● **Data to use**
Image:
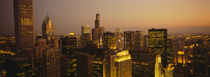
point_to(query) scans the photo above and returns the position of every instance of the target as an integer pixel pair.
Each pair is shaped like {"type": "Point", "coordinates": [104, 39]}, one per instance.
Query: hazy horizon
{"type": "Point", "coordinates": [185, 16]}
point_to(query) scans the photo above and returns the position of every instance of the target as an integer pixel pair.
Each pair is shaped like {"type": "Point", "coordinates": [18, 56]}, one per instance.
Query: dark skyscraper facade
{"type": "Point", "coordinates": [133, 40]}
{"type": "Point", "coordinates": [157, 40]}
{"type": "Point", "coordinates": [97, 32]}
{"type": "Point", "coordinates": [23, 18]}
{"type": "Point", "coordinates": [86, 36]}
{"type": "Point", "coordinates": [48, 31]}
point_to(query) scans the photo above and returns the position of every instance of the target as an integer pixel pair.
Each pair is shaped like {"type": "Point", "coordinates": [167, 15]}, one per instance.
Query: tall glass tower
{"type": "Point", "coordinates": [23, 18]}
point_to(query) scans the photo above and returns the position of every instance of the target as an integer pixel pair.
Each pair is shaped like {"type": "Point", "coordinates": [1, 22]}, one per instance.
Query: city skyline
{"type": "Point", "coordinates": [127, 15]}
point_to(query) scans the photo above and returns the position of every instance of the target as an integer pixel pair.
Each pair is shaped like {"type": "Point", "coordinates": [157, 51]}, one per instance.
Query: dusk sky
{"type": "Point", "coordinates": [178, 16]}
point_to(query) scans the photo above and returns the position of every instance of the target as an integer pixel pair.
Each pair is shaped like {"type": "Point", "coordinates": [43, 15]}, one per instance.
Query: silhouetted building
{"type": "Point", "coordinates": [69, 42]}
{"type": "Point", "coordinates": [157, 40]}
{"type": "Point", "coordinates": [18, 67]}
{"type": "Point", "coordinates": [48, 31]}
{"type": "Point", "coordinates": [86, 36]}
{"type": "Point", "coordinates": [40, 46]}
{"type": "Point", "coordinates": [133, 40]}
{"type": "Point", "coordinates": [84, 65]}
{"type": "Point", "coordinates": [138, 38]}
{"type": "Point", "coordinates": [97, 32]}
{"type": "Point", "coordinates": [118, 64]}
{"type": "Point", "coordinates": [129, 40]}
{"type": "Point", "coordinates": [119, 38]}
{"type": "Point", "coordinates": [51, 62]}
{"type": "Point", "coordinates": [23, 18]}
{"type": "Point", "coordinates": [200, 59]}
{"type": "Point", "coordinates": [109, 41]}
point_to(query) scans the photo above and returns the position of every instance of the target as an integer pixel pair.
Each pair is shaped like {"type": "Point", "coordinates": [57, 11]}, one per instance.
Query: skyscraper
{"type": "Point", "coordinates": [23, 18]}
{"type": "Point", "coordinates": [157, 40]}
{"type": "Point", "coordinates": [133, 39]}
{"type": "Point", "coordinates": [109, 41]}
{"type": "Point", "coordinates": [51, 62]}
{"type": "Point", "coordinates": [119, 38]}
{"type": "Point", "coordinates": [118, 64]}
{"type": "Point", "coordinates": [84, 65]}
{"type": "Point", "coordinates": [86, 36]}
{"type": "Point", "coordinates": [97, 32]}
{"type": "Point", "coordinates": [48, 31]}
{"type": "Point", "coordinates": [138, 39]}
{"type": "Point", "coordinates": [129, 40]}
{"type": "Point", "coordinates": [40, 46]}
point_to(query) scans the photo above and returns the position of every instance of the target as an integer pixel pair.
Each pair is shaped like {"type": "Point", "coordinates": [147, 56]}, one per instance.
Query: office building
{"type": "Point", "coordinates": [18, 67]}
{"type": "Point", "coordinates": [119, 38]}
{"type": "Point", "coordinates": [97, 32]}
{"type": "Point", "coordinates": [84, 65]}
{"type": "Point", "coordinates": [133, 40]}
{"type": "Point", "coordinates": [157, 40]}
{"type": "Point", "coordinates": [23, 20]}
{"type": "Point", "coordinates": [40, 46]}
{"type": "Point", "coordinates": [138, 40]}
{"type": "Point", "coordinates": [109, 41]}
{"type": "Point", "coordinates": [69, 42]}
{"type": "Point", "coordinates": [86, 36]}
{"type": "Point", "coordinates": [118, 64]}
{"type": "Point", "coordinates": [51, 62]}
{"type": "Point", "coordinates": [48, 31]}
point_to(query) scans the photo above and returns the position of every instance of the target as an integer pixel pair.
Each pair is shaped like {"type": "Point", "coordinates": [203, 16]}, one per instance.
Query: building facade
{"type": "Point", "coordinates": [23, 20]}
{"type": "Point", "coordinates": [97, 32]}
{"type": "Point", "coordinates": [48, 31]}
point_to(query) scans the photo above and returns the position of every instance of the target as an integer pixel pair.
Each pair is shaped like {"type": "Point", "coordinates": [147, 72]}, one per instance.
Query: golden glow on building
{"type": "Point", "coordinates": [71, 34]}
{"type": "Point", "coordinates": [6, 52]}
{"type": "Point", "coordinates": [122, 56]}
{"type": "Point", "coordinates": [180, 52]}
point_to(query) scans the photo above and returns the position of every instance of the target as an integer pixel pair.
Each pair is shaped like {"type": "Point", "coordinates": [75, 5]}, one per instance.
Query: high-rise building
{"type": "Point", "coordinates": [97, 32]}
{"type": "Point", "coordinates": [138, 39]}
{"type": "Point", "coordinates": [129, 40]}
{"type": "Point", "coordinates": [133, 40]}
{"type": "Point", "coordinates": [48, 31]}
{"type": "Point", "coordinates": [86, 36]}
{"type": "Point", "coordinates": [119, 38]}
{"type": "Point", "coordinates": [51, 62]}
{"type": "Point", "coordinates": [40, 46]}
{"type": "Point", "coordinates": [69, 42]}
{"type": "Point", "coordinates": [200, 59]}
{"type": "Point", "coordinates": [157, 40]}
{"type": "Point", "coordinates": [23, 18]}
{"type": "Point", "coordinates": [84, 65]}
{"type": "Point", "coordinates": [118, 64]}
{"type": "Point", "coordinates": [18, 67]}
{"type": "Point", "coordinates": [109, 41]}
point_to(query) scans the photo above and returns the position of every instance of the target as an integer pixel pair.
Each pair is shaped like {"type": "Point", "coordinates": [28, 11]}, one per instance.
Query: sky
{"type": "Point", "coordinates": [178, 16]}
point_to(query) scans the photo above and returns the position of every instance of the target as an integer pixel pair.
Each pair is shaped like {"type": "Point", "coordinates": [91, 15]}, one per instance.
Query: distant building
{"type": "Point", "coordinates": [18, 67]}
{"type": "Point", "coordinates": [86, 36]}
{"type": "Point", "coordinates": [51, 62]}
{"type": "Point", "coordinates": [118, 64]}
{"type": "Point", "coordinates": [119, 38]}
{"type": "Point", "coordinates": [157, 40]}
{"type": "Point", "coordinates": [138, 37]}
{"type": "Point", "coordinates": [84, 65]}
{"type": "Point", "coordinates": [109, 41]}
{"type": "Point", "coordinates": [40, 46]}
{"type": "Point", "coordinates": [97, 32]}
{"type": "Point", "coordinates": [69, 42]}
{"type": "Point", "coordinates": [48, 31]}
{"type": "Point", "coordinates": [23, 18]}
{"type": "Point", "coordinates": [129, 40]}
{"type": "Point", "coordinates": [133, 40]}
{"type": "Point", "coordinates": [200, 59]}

● **Your task**
Omit every picture, and otherwise quote the entries exactly.

● **Expected output**
Image:
point_to(query) scans the photo above and returns the position of every instance of the target as an integer pixel pair.
Each pair is shaped like {"type": "Point", "coordinates": [104, 39]}, one per instance.
Query: hazy horizon
{"type": "Point", "coordinates": [185, 16]}
point_to(query) scans the photo above and returns the position of every instance of the target as an integer pixel pair.
Each pair is shaped like {"type": "Point", "coordinates": [18, 56]}, one per instance.
Query: dark skyscraper facade
{"type": "Point", "coordinates": [133, 40]}
{"type": "Point", "coordinates": [157, 40]}
{"type": "Point", "coordinates": [97, 32]}
{"type": "Point", "coordinates": [23, 18]}
{"type": "Point", "coordinates": [86, 36]}
{"type": "Point", "coordinates": [48, 31]}
point_to(query) scans the photo above and returns the position of every instance of the target as an integer pixel pair.
Each pair is shaped like {"type": "Point", "coordinates": [167, 15]}, one per instance.
Query: tall glass tower
{"type": "Point", "coordinates": [23, 18]}
point_to(query) scans the photo above and returns the position of every instance of the target as an integer pixel pair.
Each pair is shaped like {"type": "Point", "coordinates": [1, 22]}, one per instance.
Query: city skyline
{"type": "Point", "coordinates": [127, 15]}
point_to(query) scans the photo above and returns the position of every instance of the target as an integer pixel pair.
Each pair is shaped like {"type": "Point", "coordinates": [157, 51]}, one per instance.
Query: dusk sky
{"type": "Point", "coordinates": [178, 16]}
point_to(query) scans the photo above and returns the position of every instance of the target as an integer pixel pair.
Each pair is shaped like {"type": "Point", "coordinates": [43, 15]}, one per instance.
Query: silhouetted building
{"type": "Point", "coordinates": [69, 42]}
{"type": "Point", "coordinates": [157, 40]}
{"type": "Point", "coordinates": [18, 67]}
{"type": "Point", "coordinates": [48, 31]}
{"type": "Point", "coordinates": [86, 36]}
{"type": "Point", "coordinates": [40, 46]}
{"type": "Point", "coordinates": [133, 40]}
{"type": "Point", "coordinates": [84, 65]}
{"type": "Point", "coordinates": [138, 38]}
{"type": "Point", "coordinates": [97, 32]}
{"type": "Point", "coordinates": [118, 64]}
{"type": "Point", "coordinates": [129, 40]}
{"type": "Point", "coordinates": [119, 38]}
{"type": "Point", "coordinates": [51, 62]}
{"type": "Point", "coordinates": [23, 18]}
{"type": "Point", "coordinates": [200, 59]}
{"type": "Point", "coordinates": [109, 41]}
point_to(query) scans the photo above and returns the position of every instance of the target as an integer pixel pair.
Each pair is shaped like {"type": "Point", "coordinates": [57, 11]}, one per instance.
Query: skyscraper
{"type": "Point", "coordinates": [23, 18]}
{"type": "Point", "coordinates": [157, 40]}
{"type": "Point", "coordinates": [133, 39]}
{"type": "Point", "coordinates": [109, 41]}
{"type": "Point", "coordinates": [51, 62]}
{"type": "Point", "coordinates": [119, 38]}
{"type": "Point", "coordinates": [118, 64]}
{"type": "Point", "coordinates": [84, 65]}
{"type": "Point", "coordinates": [86, 36]}
{"type": "Point", "coordinates": [97, 32]}
{"type": "Point", "coordinates": [48, 31]}
{"type": "Point", "coordinates": [138, 39]}
{"type": "Point", "coordinates": [129, 40]}
{"type": "Point", "coordinates": [40, 46]}
point_to(query) scans the photo above and returns the position of every instance of the target as an integer pixel pair.
Each pair is shaped like {"type": "Point", "coordinates": [147, 56]}, one per instance.
Query: office building
{"type": "Point", "coordinates": [18, 67]}
{"type": "Point", "coordinates": [119, 38]}
{"type": "Point", "coordinates": [97, 32]}
{"type": "Point", "coordinates": [84, 65]}
{"type": "Point", "coordinates": [133, 40]}
{"type": "Point", "coordinates": [157, 40]}
{"type": "Point", "coordinates": [23, 20]}
{"type": "Point", "coordinates": [40, 46]}
{"type": "Point", "coordinates": [138, 40]}
{"type": "Point", "coordinates": [109, 41]}
{"type": "Point", "coordinates": [69, 42]}
{"type": "Point", "coordinates": [86, 36]}
{"type": "Point", "coordinates": [118, 64]}
{"type": "Point", "coordinates": [51, 62]}
{"type": "Point", "coordinates": [48, 31]}
point_to(query) scans the photo above and returns the position of every instance of the target as an integer pixel pair.
Each pair is shaped like {"type": "Point", "coordinates": [203, 16]}, one per instance.
Query: building facade
{"type": "Point", "coordinates": [23, 20]}
{"type": "Point", "coordinates": [97, 32]}
{"type": "Point", "coordinates": [48, 31]}
point_to(query) scans the photo above and returns the position of every instance of the target as an integer pixel pair.
Each pair is shaped like {"type": "Point", "coordinates": [147, 72]}, one per instance.
Query: golden glow on building
{"type": "Point", "coordinates": [71, 34]}
{"type": "Point", "coordinates": [6, 52]}
{"type": "Point", "coordinates": [122, 56]}
{"type": "Point", "coordinates": [180, 52]}
point_to(query) scans the photo above and returns the position of every instance of the target as an integer pixel pair.
Each pair is shaped like {"type": "Point", "coordinates": [75, 5]}, one per instance.
Query: high-rise building
{"type": "Point", "coordinates": [97, 32]}
{"type": "Point", "coordinates": [138, 39]}
{"type": "Point", "coordinates": [129, 40]}
{"type": "Point", "coordinates": [133, 40]}
{"type": "Point", "coordinates": [48, 31]}
{"type": "Point", "coordinates": [86, 36]}
{"type": "Point", "coordinates": [119, 38]}
{"type": "Point", "coordinates": [51, 62]}
{"type": "Point", "coordinates": [40, 46]}
{"type": "Point", "coordinates": [69, 42]}
{"type": "Point", "coordinates": [200, 59]}
{"type": "Point", "coordinates": [157, 40]}
{"type": "Point", "coordinates": [23, 18]}
{"type": "Point", "coordinates": [84, 65]}
{"type": "Point", "coordinates": [118, 64]}
{"type": "Point", "coordinates": [18, 67]}
{"type": "Point", "coordinates": [109, 41]}
point_to(query) scans the photo above and returns the position of every instance of the target as an integer pixel pair.
Each pair is shaped like {"type": "Point", "coordinates": [28, 11]}, one per instance.
Query: sky
{"type": "Point", "coordinates": [178, 16]}
point_to(query) scans the photo above and returns the position of every instance of the target as an integer pixel pair.
Each pair is shaped like {"type": "Point", "coordinates": [91, 15]}, one per instance.
Query: distant building
{"type": "Point", "coordinates": [18, 67]}
{"type": "Point", "coordinates": [86, 36]}
{"type": "Point", "coordinates": [51, 62]}
{"type": "Point", "coordinates": [118, 64]}
{"type": "Point", "coordinates": [119, 38]}
{"type": "Point", "coordinates": [157, 40]}
{"type": "Point", "coordinates": [138, 37]}
{"type": "Point", "coordinates": [84, 65]}
{"type": "Point", "coordinates": [109, 41]}
{"type": "Point", "coordinates": [40, 46]}
{"type": "Point", "coordinates": [97, 32]}
{"type": "Point", "coordinates": [69, 42]}
{"type": "Point", "coordinates": [48, 31]}
{"type": "Point", "coordinates": [23, 18]}
{"type": "Point", "coordinates": [129, 40]}
{"type": "Point", "coordinates": [133, 40]}
{"type": "Point", "coordinates": [200, 59]}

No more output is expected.